▶ [Extract to read]:
━━━━━━━━━━
The Consortium for Capacity Building will be directed by Michael Glantz, head of the National Center for Atmospheric Research's Center for Capacity Building, which recently lost its government funding. In addition to the colleagues from the center who will move with him to the consortium, Glantz will be joined by Roger Pielke Jr., a professor in CU-Boulder's environmental studies program and a fellow of the university's Cooperative Institute for Research in Environmental Sciences.
Some of the projects under way include the first international undergraduate conference on climate affairs to be held in Shanghai, China, in summer 2009, a newly initiated climate affairs collaboration with the Libyan government, a project focused on biofuels and food security in Ethiopia, the recent creation of an international center for coastal urban affairs at East China Normal University in Shanghai, and a K-12 education program with the Chinese ministry of education. Glantz will continue to work with various United Nations agencies on issues related to early warning systems for climate, water, and weather-related hazards.
"The Rockefeller Foundation is proud to support the Consortium for Capacity Building at the University of Colorado at Boulder, one of today's leading climate change research and teaching institutions," said Judith Rodin, president of the Rockefeller Foundation. "This single grant will equip hundreds — and eventually thousands — of scholars and practitioners with the scientific tools to understand and address the effects of the global climate crisis."
━━━━━━━━━━
▶ [Data extract]:
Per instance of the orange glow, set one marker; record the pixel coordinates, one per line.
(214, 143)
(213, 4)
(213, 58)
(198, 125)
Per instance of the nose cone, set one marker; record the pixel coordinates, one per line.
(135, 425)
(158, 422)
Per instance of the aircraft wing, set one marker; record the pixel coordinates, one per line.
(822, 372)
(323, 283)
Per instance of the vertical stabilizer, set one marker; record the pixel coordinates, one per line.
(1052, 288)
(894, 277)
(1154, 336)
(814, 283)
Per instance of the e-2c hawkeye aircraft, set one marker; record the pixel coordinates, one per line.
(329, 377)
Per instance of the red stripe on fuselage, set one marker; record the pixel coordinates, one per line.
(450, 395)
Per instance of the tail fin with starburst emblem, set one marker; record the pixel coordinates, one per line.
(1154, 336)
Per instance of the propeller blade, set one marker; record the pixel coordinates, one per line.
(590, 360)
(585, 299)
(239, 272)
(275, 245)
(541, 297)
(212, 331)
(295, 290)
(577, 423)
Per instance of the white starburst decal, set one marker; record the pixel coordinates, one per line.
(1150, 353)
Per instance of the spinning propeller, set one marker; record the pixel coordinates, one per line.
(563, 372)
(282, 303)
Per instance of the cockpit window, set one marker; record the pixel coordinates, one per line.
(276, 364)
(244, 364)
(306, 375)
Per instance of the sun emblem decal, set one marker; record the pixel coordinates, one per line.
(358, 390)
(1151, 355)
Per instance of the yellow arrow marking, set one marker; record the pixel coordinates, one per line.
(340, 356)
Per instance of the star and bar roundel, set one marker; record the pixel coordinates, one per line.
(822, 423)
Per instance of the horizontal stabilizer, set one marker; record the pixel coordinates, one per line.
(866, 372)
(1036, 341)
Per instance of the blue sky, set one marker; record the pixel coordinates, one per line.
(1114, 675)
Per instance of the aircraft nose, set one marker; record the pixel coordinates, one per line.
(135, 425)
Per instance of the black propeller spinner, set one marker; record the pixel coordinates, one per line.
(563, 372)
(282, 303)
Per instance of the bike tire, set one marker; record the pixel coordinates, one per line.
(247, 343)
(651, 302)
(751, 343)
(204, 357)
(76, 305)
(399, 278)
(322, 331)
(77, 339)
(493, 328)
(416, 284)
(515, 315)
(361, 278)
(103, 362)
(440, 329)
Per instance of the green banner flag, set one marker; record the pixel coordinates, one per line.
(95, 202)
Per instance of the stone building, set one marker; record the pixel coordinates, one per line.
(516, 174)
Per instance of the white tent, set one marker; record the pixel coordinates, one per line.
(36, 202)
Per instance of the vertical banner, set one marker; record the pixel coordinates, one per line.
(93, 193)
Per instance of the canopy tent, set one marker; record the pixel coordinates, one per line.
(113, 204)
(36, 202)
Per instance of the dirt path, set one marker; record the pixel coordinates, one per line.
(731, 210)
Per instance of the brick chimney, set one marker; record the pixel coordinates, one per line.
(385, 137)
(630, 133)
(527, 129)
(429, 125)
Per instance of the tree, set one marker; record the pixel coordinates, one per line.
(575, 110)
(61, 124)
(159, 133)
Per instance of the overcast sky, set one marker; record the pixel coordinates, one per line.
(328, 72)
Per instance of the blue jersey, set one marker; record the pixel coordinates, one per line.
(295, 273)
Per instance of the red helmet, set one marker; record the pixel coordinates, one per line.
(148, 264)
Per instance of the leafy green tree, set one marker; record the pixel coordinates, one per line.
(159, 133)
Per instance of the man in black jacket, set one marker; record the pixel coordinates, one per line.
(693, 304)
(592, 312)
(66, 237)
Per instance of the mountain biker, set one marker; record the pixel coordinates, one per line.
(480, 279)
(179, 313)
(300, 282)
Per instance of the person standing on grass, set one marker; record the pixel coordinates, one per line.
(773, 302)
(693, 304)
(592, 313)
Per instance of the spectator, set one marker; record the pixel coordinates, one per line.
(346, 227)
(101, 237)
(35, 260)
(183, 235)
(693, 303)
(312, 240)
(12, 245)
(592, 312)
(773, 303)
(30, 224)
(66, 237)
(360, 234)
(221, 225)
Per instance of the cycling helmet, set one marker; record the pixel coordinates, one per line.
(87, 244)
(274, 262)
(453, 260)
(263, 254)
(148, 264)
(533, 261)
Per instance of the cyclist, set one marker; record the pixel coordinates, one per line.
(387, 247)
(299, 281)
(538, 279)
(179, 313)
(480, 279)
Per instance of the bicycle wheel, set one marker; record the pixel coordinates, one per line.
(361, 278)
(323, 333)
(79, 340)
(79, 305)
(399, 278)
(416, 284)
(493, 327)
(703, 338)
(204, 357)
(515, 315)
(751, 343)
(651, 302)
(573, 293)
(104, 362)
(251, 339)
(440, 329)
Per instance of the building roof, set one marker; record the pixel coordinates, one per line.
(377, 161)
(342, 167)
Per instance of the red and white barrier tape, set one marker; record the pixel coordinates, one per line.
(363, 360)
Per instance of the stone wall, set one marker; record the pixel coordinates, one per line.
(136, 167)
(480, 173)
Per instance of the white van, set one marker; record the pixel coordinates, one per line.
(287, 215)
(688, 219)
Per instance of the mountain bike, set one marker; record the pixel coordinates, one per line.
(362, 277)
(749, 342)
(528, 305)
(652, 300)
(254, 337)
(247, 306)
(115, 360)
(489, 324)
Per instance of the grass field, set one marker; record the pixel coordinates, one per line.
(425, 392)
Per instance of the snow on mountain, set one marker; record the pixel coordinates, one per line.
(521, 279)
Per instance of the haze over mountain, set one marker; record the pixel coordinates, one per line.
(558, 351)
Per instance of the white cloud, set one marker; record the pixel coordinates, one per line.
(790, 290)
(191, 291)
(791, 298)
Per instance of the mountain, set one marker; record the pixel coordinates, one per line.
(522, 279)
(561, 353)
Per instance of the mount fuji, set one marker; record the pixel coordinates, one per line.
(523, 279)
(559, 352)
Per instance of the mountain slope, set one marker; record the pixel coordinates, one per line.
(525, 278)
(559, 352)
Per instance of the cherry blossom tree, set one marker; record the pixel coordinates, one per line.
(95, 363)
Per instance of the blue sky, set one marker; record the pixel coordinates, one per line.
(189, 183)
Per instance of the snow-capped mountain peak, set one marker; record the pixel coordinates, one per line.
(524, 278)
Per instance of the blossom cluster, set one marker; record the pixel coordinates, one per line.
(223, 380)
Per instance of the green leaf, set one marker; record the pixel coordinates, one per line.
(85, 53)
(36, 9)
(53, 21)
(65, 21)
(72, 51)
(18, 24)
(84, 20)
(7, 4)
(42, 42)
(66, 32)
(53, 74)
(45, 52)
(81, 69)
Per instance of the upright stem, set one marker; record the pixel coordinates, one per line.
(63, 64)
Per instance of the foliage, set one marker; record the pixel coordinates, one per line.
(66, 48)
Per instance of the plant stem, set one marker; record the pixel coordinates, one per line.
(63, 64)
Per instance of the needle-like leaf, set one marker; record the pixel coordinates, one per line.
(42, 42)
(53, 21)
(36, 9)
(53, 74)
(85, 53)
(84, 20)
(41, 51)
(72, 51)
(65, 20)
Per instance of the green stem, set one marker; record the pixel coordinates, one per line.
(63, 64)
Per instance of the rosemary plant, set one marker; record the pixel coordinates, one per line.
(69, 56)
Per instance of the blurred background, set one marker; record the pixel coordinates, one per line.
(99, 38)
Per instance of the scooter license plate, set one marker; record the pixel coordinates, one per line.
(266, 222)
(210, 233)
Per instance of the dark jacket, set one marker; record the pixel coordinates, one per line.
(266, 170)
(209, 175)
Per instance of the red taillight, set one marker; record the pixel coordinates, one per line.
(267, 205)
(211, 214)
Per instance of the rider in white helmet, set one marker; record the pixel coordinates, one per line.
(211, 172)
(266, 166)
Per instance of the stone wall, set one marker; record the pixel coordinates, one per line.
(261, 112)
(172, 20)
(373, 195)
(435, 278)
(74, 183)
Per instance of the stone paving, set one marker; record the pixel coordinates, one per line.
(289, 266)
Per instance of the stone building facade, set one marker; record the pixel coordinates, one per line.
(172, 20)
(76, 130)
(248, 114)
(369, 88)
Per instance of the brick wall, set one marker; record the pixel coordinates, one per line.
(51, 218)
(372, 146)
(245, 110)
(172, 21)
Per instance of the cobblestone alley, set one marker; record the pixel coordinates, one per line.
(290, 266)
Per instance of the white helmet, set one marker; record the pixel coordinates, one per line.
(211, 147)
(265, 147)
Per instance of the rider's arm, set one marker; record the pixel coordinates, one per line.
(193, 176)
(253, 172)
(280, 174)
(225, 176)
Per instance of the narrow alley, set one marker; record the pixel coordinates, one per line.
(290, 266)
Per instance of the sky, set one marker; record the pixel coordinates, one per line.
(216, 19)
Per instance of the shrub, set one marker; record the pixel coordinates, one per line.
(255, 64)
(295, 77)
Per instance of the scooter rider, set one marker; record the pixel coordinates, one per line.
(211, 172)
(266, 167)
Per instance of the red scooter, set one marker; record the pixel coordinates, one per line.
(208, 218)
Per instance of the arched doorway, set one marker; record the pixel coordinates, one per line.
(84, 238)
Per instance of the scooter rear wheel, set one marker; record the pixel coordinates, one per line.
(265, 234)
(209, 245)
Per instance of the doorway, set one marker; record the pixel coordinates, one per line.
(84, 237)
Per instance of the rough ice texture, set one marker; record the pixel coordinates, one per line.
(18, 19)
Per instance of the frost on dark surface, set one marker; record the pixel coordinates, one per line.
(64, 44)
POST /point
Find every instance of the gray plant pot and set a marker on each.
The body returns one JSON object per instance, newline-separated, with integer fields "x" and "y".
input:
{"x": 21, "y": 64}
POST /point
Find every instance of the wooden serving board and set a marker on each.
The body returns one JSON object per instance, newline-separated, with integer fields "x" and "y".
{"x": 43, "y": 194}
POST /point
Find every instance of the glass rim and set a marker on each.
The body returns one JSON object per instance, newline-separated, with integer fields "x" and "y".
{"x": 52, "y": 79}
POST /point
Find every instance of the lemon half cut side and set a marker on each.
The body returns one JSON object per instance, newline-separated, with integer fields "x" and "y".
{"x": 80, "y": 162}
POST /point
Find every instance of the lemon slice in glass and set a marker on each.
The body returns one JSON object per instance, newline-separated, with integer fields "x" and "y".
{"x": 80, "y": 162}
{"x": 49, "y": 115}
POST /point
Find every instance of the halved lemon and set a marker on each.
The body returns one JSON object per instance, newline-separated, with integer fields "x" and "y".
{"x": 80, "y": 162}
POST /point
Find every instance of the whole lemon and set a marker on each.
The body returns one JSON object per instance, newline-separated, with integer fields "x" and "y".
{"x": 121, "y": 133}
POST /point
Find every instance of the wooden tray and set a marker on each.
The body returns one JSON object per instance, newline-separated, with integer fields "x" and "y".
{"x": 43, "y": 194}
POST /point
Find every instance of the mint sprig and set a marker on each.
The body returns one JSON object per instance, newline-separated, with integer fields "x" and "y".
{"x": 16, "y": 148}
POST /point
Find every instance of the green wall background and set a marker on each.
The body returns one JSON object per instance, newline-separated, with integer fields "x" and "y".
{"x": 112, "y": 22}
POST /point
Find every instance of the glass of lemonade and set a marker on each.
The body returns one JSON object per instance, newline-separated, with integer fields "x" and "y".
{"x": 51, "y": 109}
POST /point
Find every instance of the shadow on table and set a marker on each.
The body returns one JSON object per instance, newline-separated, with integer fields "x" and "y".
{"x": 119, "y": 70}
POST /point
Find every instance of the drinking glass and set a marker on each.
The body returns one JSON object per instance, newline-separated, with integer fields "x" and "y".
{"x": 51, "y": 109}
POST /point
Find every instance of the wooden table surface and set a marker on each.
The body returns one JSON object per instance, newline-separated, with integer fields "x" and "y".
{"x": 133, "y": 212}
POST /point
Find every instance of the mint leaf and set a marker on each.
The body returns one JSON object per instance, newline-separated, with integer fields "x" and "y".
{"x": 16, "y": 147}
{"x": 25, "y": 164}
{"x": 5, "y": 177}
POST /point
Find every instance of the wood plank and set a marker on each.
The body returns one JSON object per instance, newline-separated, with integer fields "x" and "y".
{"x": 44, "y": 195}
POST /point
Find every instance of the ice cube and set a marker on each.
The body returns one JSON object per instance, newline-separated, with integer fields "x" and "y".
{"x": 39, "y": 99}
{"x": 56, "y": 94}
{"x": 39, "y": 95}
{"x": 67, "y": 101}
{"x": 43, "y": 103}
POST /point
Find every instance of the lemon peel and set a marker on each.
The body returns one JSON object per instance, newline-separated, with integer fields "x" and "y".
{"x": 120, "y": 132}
━━━━━━━━━━
▶ [Objective]:
According to the passage on the Consortium for Capacity Building, where and when will the first international undergraduate conference on climate affairs be held?

▶ [Reply to the task]:
In Shanghai, China, in summer 2009.